◆ Request ◆
Every line from the one that contains "For every instance of the heart-shaped" to the last line of the listing below should be quoted verbatim. Pictures are excluded.

◆ Data to use ◆
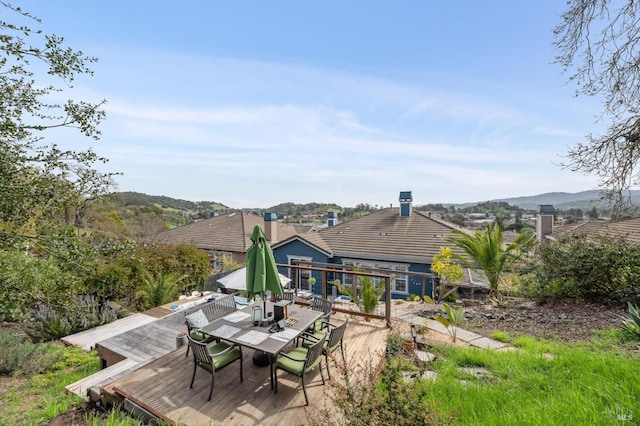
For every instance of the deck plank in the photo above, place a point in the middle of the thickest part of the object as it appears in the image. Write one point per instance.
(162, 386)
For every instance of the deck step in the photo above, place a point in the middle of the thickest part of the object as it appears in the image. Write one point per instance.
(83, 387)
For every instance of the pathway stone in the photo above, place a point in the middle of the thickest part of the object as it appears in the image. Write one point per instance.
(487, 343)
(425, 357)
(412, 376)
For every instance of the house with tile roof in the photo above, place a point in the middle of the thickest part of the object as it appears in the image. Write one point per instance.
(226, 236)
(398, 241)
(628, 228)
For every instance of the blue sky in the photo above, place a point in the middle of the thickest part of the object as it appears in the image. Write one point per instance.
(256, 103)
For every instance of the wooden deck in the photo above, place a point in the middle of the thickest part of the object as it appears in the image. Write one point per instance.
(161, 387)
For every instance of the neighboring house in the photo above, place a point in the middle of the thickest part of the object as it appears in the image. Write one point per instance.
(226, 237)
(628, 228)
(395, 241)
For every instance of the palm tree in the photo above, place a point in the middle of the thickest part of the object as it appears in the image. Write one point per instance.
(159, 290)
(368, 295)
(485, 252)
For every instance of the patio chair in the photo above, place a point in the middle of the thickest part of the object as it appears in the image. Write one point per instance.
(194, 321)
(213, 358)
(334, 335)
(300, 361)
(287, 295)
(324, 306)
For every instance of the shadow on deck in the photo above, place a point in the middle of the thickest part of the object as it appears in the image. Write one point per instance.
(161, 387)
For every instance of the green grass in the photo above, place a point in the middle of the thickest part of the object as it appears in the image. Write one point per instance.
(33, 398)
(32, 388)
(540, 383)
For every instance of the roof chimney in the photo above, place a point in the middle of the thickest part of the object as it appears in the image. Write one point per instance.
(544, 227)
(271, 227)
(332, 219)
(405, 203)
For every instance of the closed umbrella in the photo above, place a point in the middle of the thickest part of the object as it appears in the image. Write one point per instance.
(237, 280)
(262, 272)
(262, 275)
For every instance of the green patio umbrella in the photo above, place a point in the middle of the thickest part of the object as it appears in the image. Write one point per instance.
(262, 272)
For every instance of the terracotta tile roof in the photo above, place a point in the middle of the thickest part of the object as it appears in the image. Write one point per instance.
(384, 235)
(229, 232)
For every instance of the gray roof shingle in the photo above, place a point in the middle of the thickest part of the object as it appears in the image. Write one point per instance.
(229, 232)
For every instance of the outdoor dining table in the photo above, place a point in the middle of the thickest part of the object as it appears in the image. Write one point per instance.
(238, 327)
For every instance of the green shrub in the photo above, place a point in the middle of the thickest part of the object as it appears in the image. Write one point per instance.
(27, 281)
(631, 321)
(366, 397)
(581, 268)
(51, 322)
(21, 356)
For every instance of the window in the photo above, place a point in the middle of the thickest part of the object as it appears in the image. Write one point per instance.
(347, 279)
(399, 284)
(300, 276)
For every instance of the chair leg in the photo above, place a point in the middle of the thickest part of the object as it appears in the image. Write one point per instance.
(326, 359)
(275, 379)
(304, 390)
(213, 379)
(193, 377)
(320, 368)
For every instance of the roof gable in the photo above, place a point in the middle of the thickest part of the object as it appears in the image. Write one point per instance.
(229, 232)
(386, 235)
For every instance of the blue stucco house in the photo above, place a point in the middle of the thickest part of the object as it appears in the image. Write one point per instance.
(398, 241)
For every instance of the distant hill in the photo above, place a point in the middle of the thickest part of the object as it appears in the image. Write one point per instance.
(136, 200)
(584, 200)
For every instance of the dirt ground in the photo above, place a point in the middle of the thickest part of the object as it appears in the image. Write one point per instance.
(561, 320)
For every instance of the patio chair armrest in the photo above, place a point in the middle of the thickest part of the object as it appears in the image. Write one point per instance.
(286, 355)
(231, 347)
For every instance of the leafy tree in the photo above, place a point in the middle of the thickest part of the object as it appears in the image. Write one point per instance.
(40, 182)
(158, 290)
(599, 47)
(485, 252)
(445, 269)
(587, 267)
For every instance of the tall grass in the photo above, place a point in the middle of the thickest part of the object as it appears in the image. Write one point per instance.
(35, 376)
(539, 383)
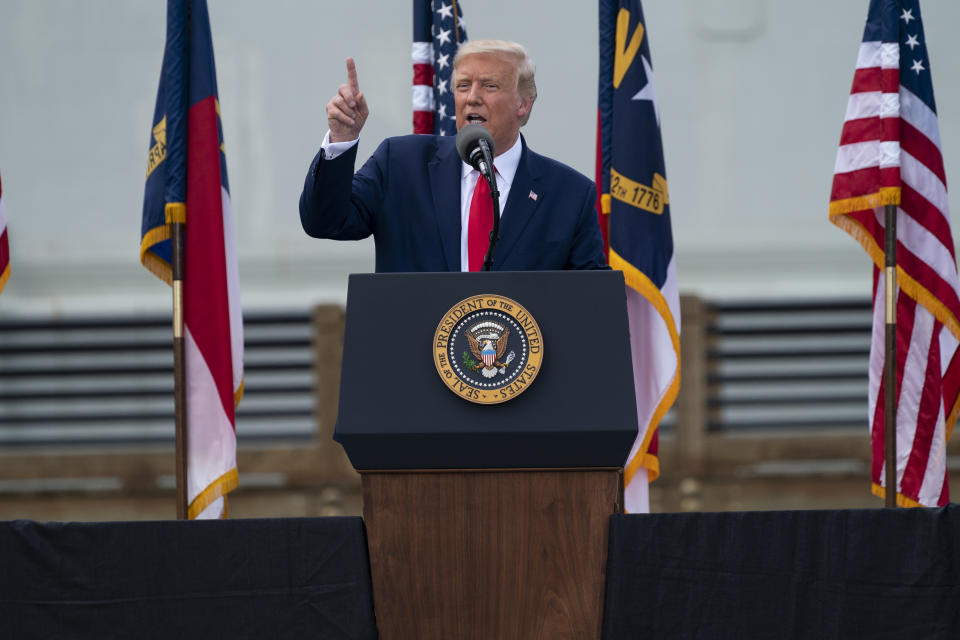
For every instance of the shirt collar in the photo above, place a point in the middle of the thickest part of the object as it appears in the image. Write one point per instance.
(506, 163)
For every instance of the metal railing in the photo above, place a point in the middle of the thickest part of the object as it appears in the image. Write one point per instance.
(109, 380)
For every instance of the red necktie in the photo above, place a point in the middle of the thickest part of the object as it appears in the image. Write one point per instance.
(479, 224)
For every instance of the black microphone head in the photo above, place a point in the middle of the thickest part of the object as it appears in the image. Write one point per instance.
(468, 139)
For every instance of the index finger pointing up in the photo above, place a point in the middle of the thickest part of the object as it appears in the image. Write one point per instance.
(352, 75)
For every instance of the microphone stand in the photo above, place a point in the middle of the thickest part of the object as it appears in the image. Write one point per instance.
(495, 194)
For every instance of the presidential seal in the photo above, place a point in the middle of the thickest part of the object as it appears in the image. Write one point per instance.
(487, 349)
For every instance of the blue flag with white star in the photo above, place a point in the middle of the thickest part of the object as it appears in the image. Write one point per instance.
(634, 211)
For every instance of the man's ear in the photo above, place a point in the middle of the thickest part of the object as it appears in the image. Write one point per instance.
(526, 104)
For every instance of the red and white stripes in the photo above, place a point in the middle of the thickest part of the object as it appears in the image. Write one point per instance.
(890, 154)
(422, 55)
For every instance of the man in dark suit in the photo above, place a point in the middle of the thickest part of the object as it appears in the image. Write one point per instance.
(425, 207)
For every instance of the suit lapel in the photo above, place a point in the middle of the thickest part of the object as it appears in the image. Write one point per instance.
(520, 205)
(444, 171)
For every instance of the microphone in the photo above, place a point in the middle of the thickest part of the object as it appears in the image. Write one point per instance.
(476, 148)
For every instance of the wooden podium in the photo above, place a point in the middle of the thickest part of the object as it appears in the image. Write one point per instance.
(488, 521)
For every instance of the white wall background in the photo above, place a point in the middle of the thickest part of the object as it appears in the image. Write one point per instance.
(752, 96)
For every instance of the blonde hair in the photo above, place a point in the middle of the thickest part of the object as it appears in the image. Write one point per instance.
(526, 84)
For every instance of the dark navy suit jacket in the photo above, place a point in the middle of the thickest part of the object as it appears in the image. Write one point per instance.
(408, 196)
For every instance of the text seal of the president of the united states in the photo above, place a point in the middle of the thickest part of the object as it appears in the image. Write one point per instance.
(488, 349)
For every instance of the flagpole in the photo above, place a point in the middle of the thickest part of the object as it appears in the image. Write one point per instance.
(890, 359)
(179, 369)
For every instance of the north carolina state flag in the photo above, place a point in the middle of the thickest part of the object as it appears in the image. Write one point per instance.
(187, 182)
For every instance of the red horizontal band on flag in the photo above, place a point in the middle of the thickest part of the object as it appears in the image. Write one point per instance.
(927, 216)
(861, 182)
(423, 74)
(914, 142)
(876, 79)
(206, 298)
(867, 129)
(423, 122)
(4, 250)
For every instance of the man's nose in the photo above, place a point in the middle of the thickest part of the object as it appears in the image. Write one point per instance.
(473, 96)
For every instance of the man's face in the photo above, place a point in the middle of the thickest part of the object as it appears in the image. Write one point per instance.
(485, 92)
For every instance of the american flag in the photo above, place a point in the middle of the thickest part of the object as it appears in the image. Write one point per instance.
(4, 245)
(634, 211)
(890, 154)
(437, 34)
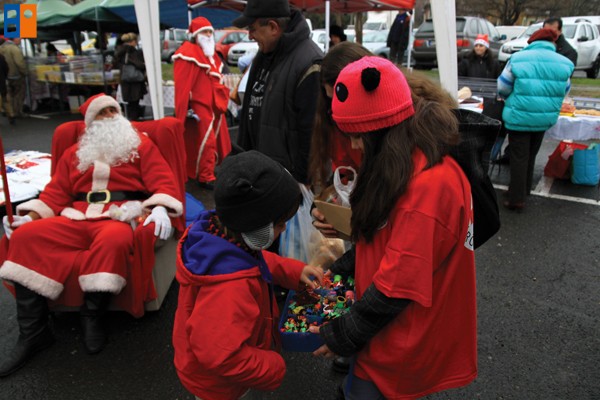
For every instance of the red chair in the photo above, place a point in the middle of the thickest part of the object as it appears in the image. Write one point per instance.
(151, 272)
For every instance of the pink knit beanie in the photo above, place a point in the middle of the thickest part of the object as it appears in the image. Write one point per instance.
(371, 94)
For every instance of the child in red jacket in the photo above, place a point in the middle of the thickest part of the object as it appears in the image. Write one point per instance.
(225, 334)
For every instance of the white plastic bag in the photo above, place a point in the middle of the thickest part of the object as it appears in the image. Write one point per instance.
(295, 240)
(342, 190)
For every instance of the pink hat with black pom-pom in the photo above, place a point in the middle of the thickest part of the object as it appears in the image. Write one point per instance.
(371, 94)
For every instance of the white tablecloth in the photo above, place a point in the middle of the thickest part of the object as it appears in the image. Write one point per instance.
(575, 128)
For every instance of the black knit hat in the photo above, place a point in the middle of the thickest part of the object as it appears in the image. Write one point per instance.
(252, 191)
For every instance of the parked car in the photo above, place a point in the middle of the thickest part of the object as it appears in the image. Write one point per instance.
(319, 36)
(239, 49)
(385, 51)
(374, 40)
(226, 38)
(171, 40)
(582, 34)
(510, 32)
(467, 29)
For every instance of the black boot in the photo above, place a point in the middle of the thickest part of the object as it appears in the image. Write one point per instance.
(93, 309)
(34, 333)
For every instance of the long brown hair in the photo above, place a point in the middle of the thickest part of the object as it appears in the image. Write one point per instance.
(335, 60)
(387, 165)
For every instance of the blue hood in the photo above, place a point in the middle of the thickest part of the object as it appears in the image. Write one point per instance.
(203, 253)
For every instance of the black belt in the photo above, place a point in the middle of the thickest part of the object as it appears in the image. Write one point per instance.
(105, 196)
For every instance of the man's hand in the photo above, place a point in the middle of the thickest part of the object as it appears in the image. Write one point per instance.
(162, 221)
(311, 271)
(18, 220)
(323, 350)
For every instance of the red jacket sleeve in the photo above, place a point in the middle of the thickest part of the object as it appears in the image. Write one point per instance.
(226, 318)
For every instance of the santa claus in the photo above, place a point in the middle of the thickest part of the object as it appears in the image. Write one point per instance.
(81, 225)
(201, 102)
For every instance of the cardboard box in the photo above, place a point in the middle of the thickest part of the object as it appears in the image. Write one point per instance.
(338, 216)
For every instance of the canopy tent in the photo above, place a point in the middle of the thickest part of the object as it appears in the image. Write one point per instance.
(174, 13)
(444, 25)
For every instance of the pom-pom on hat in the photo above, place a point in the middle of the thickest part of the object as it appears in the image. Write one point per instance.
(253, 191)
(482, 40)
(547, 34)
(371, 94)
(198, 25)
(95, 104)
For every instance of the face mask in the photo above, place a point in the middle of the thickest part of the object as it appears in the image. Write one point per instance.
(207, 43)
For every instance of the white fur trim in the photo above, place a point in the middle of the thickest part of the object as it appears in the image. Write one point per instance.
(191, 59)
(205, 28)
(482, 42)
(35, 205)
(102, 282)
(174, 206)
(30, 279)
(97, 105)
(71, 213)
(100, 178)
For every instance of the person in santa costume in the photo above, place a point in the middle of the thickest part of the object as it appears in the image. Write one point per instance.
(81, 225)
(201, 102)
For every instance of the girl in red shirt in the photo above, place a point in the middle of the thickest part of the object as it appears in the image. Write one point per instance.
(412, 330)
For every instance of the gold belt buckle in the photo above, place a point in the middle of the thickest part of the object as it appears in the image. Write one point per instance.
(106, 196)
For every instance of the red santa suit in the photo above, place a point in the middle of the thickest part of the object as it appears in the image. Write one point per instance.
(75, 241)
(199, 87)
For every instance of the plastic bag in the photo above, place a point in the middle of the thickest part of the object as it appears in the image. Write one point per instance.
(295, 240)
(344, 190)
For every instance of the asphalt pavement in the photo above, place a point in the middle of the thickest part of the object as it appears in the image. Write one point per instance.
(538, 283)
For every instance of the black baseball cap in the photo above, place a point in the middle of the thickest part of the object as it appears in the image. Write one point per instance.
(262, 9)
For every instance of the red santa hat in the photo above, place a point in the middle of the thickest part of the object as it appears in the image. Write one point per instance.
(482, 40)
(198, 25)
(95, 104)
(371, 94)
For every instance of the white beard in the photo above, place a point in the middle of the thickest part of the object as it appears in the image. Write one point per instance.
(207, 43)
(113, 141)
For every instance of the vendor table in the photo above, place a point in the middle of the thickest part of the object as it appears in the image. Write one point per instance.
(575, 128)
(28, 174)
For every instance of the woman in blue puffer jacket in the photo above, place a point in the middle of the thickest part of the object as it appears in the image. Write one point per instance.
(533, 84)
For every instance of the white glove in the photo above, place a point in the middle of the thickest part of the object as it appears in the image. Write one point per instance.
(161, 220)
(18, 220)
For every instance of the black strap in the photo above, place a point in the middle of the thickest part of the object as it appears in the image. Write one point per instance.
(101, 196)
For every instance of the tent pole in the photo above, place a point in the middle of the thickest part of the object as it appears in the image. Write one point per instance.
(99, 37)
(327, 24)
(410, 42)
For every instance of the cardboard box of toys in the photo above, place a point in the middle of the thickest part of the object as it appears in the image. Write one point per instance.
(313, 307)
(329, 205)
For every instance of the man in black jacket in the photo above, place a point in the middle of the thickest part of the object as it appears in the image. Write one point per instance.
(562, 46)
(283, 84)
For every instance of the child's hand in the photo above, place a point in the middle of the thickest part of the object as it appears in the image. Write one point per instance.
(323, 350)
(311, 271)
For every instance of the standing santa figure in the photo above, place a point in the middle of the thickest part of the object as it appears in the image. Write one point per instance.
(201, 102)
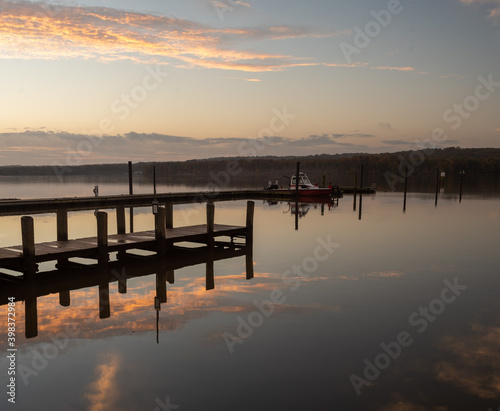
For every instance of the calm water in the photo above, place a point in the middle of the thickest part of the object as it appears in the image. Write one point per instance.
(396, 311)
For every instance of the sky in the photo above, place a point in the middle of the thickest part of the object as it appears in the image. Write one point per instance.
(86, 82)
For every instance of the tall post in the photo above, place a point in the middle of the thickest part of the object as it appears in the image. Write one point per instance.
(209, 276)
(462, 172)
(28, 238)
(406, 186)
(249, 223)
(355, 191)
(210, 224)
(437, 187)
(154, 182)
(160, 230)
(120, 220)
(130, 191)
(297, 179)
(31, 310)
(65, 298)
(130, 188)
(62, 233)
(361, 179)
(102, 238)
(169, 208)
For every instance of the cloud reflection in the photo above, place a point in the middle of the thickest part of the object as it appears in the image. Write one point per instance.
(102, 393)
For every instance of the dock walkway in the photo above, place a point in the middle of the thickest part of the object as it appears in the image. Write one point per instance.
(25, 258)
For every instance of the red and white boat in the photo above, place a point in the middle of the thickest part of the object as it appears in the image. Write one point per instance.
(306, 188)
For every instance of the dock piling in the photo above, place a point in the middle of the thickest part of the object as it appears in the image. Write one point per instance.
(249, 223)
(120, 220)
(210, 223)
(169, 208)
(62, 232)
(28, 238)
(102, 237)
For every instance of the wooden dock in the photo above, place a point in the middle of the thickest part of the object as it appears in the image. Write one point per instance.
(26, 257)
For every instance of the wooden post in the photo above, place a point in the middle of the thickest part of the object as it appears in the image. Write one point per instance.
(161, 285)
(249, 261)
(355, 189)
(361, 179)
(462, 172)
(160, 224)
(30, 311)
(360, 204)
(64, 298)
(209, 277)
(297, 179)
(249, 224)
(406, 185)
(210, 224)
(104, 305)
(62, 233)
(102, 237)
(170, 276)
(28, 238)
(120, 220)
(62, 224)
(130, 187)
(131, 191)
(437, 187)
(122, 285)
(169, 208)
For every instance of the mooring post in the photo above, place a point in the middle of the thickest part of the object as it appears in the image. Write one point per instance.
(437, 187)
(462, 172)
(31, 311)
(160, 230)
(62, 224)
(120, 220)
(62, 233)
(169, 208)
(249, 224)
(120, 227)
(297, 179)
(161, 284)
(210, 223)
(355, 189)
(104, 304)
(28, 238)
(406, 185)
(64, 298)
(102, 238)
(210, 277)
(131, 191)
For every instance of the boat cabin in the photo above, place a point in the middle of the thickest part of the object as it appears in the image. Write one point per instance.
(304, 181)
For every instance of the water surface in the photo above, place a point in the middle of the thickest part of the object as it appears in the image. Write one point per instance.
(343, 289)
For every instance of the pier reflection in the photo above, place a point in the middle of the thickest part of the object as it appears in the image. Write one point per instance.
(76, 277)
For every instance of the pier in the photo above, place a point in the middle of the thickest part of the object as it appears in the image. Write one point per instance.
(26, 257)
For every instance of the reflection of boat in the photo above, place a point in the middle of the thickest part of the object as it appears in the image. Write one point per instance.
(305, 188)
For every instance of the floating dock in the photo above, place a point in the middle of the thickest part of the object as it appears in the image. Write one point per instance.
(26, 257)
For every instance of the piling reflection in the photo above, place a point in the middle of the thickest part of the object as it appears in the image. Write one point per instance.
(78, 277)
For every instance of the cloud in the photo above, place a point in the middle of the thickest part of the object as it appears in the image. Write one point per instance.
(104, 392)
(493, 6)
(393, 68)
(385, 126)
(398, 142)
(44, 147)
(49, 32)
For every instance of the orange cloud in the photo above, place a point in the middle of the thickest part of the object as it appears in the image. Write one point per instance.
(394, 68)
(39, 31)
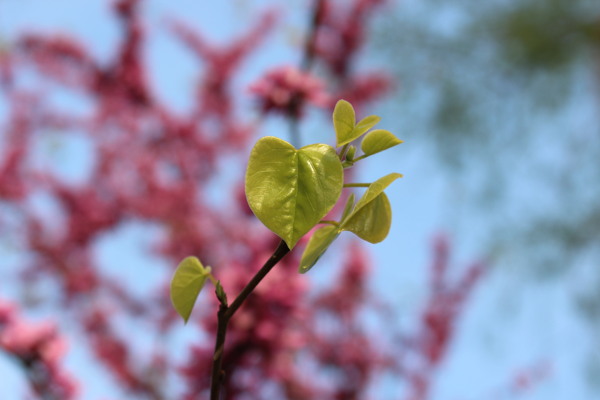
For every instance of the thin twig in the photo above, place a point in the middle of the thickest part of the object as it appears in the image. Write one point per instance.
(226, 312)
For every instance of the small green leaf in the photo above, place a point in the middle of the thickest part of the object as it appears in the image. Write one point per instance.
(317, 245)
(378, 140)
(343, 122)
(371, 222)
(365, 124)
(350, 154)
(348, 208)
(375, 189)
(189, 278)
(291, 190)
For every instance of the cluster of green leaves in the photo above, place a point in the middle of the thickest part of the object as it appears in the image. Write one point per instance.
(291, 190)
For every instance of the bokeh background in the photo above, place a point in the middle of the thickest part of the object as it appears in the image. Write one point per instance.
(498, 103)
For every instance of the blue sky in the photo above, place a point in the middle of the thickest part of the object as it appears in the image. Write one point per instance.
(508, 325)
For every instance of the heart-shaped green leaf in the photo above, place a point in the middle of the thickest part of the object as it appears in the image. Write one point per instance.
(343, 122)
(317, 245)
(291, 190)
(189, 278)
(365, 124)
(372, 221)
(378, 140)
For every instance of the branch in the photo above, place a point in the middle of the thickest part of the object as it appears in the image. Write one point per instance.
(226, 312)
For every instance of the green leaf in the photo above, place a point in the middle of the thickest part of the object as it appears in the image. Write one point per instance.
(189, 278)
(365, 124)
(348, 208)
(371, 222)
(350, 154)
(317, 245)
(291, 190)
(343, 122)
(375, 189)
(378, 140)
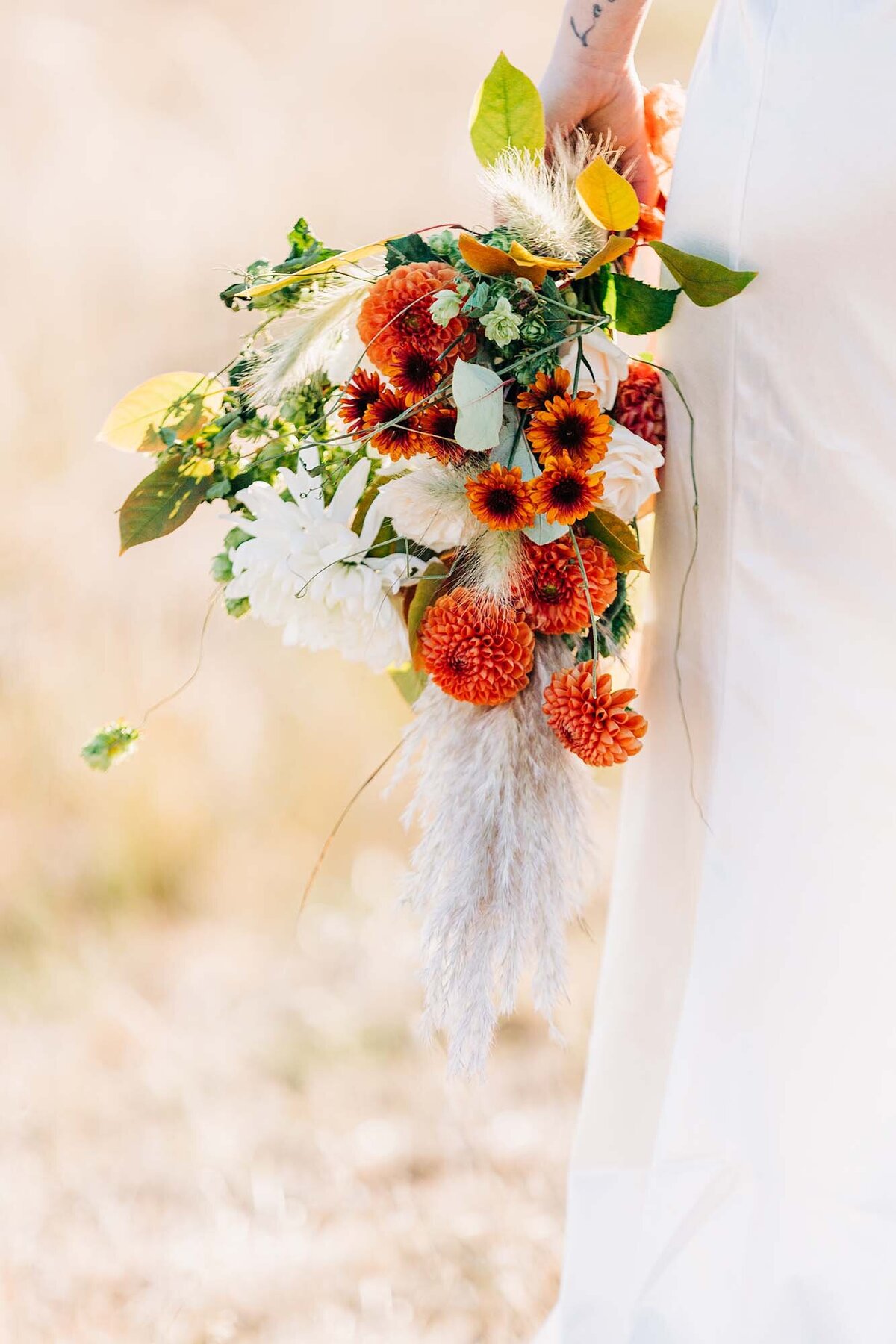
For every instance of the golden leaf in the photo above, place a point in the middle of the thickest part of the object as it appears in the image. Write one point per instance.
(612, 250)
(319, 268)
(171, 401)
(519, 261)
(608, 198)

◆ Response below ◆
For every instance of the heart-shaped green leaf in the photo above, place a point in the middle of the thickest part of the object as it appears in the image. Write one point per instance.
(343, 122)
(317, 245)
(291, 190)
(189, 278)
(365, 124)
(372, 221)
(378, 140)
For every instance of the branch in the photo above, place a point in the middle of the thickest part of the object as it appears in the image. Write one point per instance.
(226, 312)
For every instance of the green leaf in the photo above, place a point in the middle of the thickest part of the object as it appears in the image. Write one point per instance.
(189, 278)
(365, 124)
(348, 208)
(371, 222)
(350, 154)
(317, 245)
(291, 190)
(343, 122)
(375, 189)
(378, 140)
For every instance of the golden leaf in the photo above, place a point in the middle of the thickest part of the object as it appears in the image. Write one point per instance.
(612, 250)
(319, 268)
(171, 401)
(519, 261)
(608, 198)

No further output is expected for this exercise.